AIM: Return every line of the entries below that contains the word "cloth".

LISTING:
● ● ● ● ● ● ●
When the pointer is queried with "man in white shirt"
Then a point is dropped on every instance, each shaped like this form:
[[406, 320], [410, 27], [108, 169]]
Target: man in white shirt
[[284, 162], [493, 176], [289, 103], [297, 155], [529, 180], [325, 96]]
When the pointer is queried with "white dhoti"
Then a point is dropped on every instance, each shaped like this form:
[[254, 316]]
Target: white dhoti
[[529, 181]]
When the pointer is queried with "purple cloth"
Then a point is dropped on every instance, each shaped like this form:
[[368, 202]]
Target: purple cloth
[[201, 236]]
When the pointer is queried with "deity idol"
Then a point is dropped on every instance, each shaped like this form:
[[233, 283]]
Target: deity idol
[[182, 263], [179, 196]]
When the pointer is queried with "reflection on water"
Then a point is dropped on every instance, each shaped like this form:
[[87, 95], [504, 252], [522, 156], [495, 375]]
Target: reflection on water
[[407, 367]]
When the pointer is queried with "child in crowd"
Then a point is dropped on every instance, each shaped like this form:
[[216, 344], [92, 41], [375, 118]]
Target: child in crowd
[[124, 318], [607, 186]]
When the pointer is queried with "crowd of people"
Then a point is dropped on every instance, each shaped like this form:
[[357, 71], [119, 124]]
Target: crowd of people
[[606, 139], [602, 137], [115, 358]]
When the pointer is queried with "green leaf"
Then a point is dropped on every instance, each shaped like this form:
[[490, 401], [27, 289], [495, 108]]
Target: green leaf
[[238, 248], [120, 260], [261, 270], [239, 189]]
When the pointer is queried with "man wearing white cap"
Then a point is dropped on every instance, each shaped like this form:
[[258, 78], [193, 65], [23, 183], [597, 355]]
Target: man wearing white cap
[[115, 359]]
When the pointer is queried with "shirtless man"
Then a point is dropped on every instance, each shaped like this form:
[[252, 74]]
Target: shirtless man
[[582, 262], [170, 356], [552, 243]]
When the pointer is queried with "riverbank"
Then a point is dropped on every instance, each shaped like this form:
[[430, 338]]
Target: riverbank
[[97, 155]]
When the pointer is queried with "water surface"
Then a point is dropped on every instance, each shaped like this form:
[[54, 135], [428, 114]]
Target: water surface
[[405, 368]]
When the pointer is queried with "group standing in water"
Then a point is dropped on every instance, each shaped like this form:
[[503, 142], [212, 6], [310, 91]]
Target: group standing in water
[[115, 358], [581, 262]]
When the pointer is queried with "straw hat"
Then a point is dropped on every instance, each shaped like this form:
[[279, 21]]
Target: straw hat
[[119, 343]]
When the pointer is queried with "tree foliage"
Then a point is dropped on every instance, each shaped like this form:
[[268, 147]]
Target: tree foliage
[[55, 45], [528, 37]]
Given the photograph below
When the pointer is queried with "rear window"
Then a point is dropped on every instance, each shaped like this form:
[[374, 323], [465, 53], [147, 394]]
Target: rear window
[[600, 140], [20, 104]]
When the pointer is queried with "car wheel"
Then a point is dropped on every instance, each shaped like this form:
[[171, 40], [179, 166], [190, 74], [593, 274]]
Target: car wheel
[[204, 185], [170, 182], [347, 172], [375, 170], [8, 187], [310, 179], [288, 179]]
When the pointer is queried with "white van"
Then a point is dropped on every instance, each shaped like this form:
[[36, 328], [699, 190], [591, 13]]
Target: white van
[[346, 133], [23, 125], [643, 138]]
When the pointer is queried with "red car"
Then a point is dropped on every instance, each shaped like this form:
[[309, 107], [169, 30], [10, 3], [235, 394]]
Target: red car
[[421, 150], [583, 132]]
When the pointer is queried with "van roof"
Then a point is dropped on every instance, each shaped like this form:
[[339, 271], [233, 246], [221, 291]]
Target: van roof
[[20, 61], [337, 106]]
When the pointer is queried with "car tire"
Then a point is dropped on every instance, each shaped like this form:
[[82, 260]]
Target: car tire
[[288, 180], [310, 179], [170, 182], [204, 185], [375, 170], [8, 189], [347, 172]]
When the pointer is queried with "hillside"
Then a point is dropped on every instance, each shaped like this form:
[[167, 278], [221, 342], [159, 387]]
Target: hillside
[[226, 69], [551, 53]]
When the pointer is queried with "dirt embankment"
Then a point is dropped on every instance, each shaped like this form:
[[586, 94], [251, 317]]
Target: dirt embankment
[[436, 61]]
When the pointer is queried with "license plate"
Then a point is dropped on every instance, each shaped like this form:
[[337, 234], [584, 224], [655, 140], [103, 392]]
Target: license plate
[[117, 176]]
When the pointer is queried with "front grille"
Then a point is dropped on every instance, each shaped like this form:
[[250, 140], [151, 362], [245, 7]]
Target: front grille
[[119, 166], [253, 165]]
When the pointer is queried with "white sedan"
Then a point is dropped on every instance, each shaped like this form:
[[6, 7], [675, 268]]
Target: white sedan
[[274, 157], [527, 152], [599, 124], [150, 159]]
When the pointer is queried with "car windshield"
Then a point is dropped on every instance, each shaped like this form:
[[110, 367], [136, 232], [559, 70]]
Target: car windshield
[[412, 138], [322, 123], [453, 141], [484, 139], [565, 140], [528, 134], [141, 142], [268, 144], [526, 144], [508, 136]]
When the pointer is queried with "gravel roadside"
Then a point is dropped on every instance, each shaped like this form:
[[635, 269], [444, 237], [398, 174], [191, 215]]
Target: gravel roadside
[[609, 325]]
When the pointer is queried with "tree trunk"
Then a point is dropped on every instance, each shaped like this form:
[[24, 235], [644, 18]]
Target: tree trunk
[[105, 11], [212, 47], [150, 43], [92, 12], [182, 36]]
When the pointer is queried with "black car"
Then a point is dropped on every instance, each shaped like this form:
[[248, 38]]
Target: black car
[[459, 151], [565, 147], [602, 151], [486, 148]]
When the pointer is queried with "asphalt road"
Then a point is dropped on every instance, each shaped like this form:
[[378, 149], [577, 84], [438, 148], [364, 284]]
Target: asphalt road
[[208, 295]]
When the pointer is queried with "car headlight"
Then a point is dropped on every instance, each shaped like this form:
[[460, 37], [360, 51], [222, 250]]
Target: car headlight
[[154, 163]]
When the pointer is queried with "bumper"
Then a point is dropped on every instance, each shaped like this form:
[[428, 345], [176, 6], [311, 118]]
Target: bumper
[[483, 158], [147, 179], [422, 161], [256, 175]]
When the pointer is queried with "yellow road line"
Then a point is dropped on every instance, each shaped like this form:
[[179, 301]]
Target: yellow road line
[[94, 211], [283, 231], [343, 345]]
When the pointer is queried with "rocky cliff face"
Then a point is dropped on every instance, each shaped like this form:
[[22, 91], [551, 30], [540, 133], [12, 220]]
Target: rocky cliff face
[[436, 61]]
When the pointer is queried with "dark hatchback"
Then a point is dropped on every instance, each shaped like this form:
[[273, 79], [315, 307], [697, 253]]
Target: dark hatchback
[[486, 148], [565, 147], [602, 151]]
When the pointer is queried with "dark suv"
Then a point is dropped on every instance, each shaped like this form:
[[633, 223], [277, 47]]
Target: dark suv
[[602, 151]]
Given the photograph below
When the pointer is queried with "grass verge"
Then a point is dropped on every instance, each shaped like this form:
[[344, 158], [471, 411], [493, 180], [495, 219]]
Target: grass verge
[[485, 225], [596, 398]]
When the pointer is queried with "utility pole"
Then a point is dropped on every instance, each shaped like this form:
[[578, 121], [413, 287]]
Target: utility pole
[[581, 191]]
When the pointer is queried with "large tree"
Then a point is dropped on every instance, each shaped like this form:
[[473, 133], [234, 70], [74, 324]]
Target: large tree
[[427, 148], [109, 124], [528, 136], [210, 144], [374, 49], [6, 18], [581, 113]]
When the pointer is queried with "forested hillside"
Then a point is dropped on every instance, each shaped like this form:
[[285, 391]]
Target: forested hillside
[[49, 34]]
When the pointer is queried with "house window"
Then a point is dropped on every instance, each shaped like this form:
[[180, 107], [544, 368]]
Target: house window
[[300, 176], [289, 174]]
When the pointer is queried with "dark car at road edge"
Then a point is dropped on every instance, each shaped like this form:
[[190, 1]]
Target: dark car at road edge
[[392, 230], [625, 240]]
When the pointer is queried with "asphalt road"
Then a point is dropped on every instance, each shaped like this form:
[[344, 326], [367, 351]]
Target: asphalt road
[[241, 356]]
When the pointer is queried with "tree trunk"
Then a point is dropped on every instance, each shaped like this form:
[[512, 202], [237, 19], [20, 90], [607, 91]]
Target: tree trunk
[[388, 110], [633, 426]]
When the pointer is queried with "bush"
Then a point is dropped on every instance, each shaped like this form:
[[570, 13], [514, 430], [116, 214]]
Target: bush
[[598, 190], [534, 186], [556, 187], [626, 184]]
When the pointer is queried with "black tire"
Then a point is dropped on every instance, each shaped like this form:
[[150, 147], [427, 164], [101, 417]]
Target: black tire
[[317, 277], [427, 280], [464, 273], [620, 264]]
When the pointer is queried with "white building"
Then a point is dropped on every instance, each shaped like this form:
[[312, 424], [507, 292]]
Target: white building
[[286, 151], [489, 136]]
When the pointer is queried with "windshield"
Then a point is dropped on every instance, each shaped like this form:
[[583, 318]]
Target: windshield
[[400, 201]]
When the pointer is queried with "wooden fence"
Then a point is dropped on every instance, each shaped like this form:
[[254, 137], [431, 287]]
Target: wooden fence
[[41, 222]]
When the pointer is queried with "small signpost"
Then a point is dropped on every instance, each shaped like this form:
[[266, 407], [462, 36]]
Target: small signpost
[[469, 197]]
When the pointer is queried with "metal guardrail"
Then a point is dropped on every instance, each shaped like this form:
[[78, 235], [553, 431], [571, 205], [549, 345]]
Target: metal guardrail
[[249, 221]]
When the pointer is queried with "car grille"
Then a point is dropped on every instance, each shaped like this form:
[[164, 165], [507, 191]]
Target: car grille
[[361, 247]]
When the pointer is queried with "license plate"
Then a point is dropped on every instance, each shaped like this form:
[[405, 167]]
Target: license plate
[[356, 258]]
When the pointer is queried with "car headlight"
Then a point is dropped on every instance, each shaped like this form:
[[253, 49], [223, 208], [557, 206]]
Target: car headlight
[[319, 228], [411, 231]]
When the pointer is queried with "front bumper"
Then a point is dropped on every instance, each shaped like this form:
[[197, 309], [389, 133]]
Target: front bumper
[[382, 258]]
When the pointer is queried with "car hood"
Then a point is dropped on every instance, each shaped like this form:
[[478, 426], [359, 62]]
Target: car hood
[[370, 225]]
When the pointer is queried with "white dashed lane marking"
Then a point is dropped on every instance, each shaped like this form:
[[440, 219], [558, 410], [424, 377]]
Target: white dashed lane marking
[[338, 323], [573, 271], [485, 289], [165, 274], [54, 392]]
● ● ● ● ● ● ●
SOLUTION TO THIS PROBLEM:
When the pointer is queried with "purple cloth"
Target: purple cloth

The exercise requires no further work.